__Travail à effectuer__:
A) D'après l'extrait sur l'espionnage pendant la Grande Guerre, quel polytechnicien fut l'un des héros du décryptage en France ?
B) Poursuivez l'extrait sur l'espionnage pendant la Grande Guerre à la suite de sa dernière phrase.

Ainsi la guerre de l’ombre est-elle redoutable et le sort des espionnes et des espions arrêtés guère enviable : la mort ou un sévère régime carcéral les attendent.

Des milliers d’hommes et de femmes peuplent les réseaux allemands, anglais et français. Des centaines disparaissent sans laisser de traces. En France le commandant Ladoux, en Allemagne le colonel Nicolaï et la fameuse Mlle Doktor, le major Kirke en Angleterre (à l’état-major) sont bien connus des spécialistes mais non du grand public, pour avoir dirigé les services secrets de leur pays respectif. Quant aux services de décryptage, si indispensables pour connaître les intentions et les décisions de l’ennemi, ils ont leurs héros tant en France avec le polytechnicien Georges Painvin qu’en Angleterre avec Reginald Hall.

Louise de Bettignies, Marie-Léonie Vanhoutte, l’aviatrice Marthe Richer (devenue Richard, beaucoup plus connue, par la suite, pour sa volonté d’interdire les maisons closes), Mathilde Lebrun, Gabrielle Petit, Edith Cavell demeurent les moins ignorées des espionnes de la Grande Guerre.

En cette époque trouble et violente, tous les coups politiques sont permis. Ainsi voit-on Georges Clemenceau se débarrasser de ses ennemis politiques après son accession à la présidence du Conseil en 1917, en les accusant de trahison et d’espionnage. Sont de cette manière écartés sans ménagement les ministres Caillaux et Malvy, pourtant innocents. Et l’on accuse, souvent, sans preuve, des journaux d’être au service de l’adversaire, ce qui se révèle parfois justifié. Dans cette guerre secrète, on utilise tous les moyens. L’on organise même des missions spéciales aériennes pour déposer des agents à l’arrière de l’ennemi, et l’on a recours aux coureurs, et même aux héroïques pigeons capables de parcourir de longues distances sous la mitraille.

__Informations fournies__:
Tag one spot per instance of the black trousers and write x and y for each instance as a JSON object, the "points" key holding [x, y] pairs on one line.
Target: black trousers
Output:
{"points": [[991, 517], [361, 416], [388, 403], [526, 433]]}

__Résultats des tâches__:
A) Georges Painvin.

B)
Ce livre entend faire revivre la Grande Guerre, non pas celle des tranchées et des furieux assauts, mais celle de la guerre secrète et silencieuse des espionnes, des espions et des spécialistes du Chiffre dont l’action, presque toujours ignorée, fut souvent si décisive.

Le réseau d’espionnage français s’organise et se féminise

Les failles du système de renseignement français

L’affaire Schnæbelé de 1887 (un commissaire de police français est injustement accusé d’espionnage en Alsace), puis l’affaire Dreyfus de 1894 (le capitaine Alfred Dreyfus a prétendument transmis des renseignements militaires à l’attaché militaire allemand à Paris, Schwartzkoppen) soulignent les faiblesses considérables du renseignement français. Le 2e Bureau sommeille, réalisant pourtant un exploit en parvenant à acquérir auprès du haut état-major allemand le plan Schlieffen d’attaque de la France, dès 1904. Mais à Paris, personne ne croit qu’il s’agit du vrai document ! Cette méfiance à l’endroit des activités de renseignement – comme du contre-espionnage – se poursuit tout au long de la Grande Guerre. Les préfets comme les généraux n’ont que mépris pour ces combattants de l’ombre. Ils rendent pourtant d’éminents services trouvant bien souvent une oreille plus ouverte et donc plus attentive au sommet du grand état-major.

Le grand public, surtout après-guerre, lorsque naît le mythe de l’espionne et que le cinéma et la littérature s’en emparent, se passionne pour ces aventurières aux mœurs faciles qui se sacrifient pour leur pays. Des patriotes polyglottes, qui voyagent dans toute l’Europe, fréquentent les plus prestigieux hôtels, assument tous les risques avec panache.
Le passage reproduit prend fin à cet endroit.